▸ **GIVEN TEXT**
┌──

When I was walking around yesterday, it was clear that the Grebes were feeding in this part of the lake and I felt it would be a good starting point.
I flicked the Deeper out to try and locate the baitfish and they were pretty abundant. They were in a couple of cast-able spots, however, the trees were overhanging the swims, so this made a couple of them unfishable. I found a suitable one to fish and would give it a couple of hours then move on.
With no action, I moved on to my second area. I’ve decided that I will try and cover another area before going, then return tomorrow and fish the other end of the lake. I’m able to use live bait, so if I can get myself sorted, I will come kitted out to catch some tomorrow. Oddly, I feel the best area for that is where I started this morning as there was a lot of fry in the margins. I was surprised by the lack of action, but these things happen and that’s the joy of fishing.
After walking right down to the far end and not finding very much to shout about, I find myself back in the first swim I started in! There was way more baitfish out here and I will spend the next 2 hours here in the hope of a pickup.
With not a knock or bleep its time to head home.
Location – Waterworks Lake
Hours Fished – 5rs
I’m back out after the Pike again and hopefully, I will be out for a couple of trips next week. The conditions are a bit better – other than the wind. I’ve been trying to catch some live bait, but with the restricted casting from the tree in my swim, it’s been problematic.
I’ve come to the same area and put the Deeper out for good measure. Yep, the baitfish are still about and hopefully with some Pike mixed in. I’m sure it’s not going to be that simple unless I catch the live bait, the Pike are less likely to pick up a dead bait when there is an abundance of fresh food.
I’ve moved along to the right, from yesterday’s swim, otherwise, the wind would be in my face and making casting harder. Plus I feel I’m in a better area and today I will be sitting this one out in the same spot.
I’ve nearly come to the end of my session today, unfortunately not a bleep again and any signs of Pike. We will keep on trying, it’s probably just one day next week, but we shall see.
Location – Meadow Lake
Hours Fished – 38hrs
I arrived down the lake at 1830 and it was completely dark, I always like to drive around the lake to see if anyone is about. To my amazement, there were 5 other anglers already set up, this left me with not a lot of choices, so after 3 laps around the lake and a lot of thought. I was also very happy that I always leave my waders in the car, I have probably not used them for over 4 years, but you never know when you will and tonight’s the night! I very nearly set up on the smaller lake, but I finally decided that if I had no choice but to use the waders, which to be honest are a bit of a pain, I should at least be in a swim which gives me access to the area I feel the carp are in. After 2 barrow trips through the mud and a lot of effort, I was all set up – some 2 1/2 hours after arriving here. I did feel very confident and happy with the location of my baits for the first of two nights fishing.
Overnight I had a few liners but heard no signs if Carp crashing about, it was going to be another of those Winter grey days, but with the wind changing around to the Southwest and the pressure dropping slowly, I could be in with a chance.

└──

▸ **SUPPLIED INFORMATION**

┌──

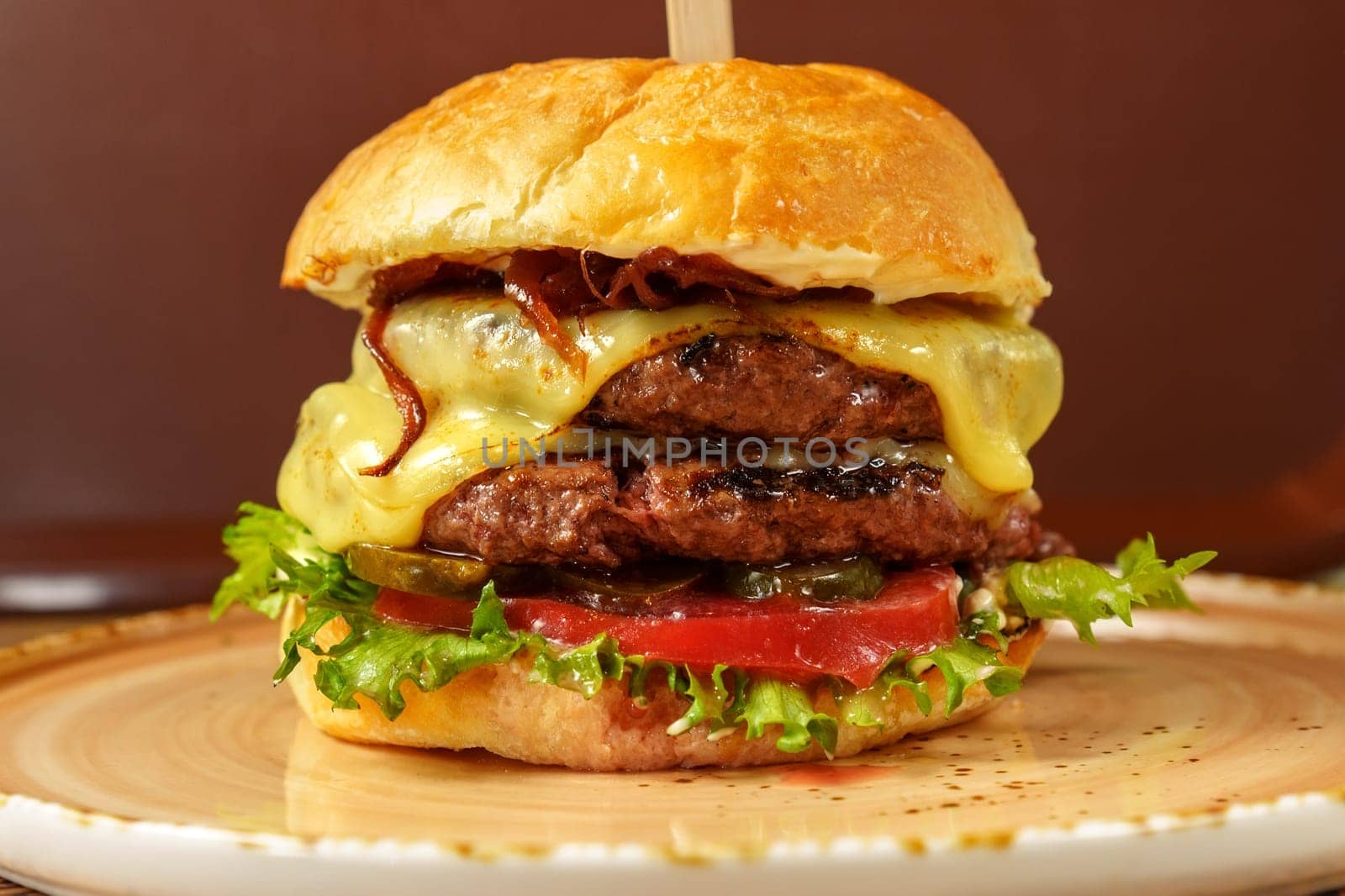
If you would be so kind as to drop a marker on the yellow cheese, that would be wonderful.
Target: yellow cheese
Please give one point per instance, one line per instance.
(486, 376)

└──

▸ **PROBLEMS TO WORK ON**
1/ Reproduce word for word the portion of the fishing diary that opens with the words containing "I’ve come to" and closes with "we shall see.".
2/ Using the fishing diary, decide whether each statement agrees with it. Answer yes or no for each, and quote the diary's deciding words exactly.
(a) The angler arrived at Meadow Lake at 1830, when it was completely dark.
(b) When the angler arrived at Meadow Lake, no other anglers were set up there.
(c) The angler had used the waders regularly in recent years.
3/ Write what comes next in the fishing diary, starting after its last sentence.
The listing is material separate from the fishing diary.

▸ **TASK-BY-TASK OUTPUTS**
1/
I’ve come to the same area and put the Deeper out for good measure. Yep, the baitfish are still about and hopefully with some Pike mixed in. I’m sure it’s not going to be that simple unless I catch the live bait, the Pike are less likely to pick up a dead bait when there is an abundance of fresh food.
I’ve moved along to the right, from yesterday’s swim, otherwise, the wind would be in my face and making casting harder. Plus I feel I’m in a better area and today I will be sitting this one out in the same spot.
I’ve nearly come to the end of my session today, unfortunately not a bleep again and any signs of Pike. We will keep on trying, it’s probably just one day next week, but we shall see.

2/
(a) Yes: "I arrived down the lake at 1830 and it was completely dark"
(b) No: "there were 5 other anglers already set up"
(c) No: "I have probably not used them for over 4 years"

3/
Just after noon, I set about baiting up, fine-tuning my spots and recast for the rest of the day and night, with the hope I will get a Carp. I was baiting up both areas with the new Spotted Fin Classic Corn boilies and fishing a 12mm CC & PPS.
The first take of the weekend happened just after 2230 on the second night and it absolutely screamed off. I had to calmly and quickly get the waders on, then grab the rod – this felt like a lifetime. We had a nice slow and not to spectacular fight, which was a help, the Carp was safely in the Nsr50 and soon back home after a quick photo shoot.
I rebaited the rod and had it back on the spot. I was over the moon, it wasn’t the biggest Carp.
16lb 12oz Mirror
But it made all the difference this time of the year and the bait was producing Carp.
The rest of the night had a few fish topping, I was forever hopefully and even after dawn I spotted a Carp showing not too far away. After 2 hrs of hoping, it was pack up time, but I went home very happy as I’ve been quite lucky lately.
Part 2 of 6 will follow in a couple of weeks
Until then Richard
I’m finally on my new syndicate (doing my first trip). It was before Christmas that I last did a night and it feels like a lifetime ago and quite strange, to say the least.
I arrived just after 7am for the draw and had a trip around the lake checking out the swims as we went around.
I was number 6 or 7 out of the hat, this was perfect, as I’m the newbie and I prefer to keep myself to myself for a few months. This gives me time to formalise myself with the water, the swims and slowly get plugged into the lake routine.
I picked one of the swims that I quite liked the look of, not necessarily in the best area, but close enough that I felt I was in with a chance of a bite. For the past 3 day’s, there’d been a strong SW wind blowing which was gale force at times, it was an incredibly cold wind, overcast and grey. I didn’t feel that end of the lake was that favourable. I quite fancied the shallower end, but I was beaten to it by 3 others and didn’t fancy being the fourth man down that end, too many rods etc, we can use 3 here.
After 3 hours of hard graft – there was a long list of Noddy nightmares (as my friends at Carp Cogs would say), it was so bad at one point, I just started laughing, I’m sure I will let slip what happened at some point, but not just yet, way too embarrassing at the moment and for my first trip on new water!
This lake is very weedy and quite hard to find a clear spot, you can go out in a boat and bait up/drop your baits. I didn’t feel it was right to do this on the first morning, with so many anglers doing the first night for some months. So, with the aid of my Deeper and the marker rod, I finally cracked 3 spots and got the bait out, with a nice load of freebies. One thing I will say is that the Pike do like a pink boilie. As you guessed it, I hooked one on the retrieve, which managed to pick up the Deeper, marker rod lines and cut through the marker braid. Which by some miracle I retrieved and spliced it together (one of my nightmares).
I was planning on using 3 different colours pop-ups and flavours, just to see if there’s a preference until I get some idea of what works best here. The wildlife could be an issue, but with the sheer volume of weed stacked with naturals, I may be lucky.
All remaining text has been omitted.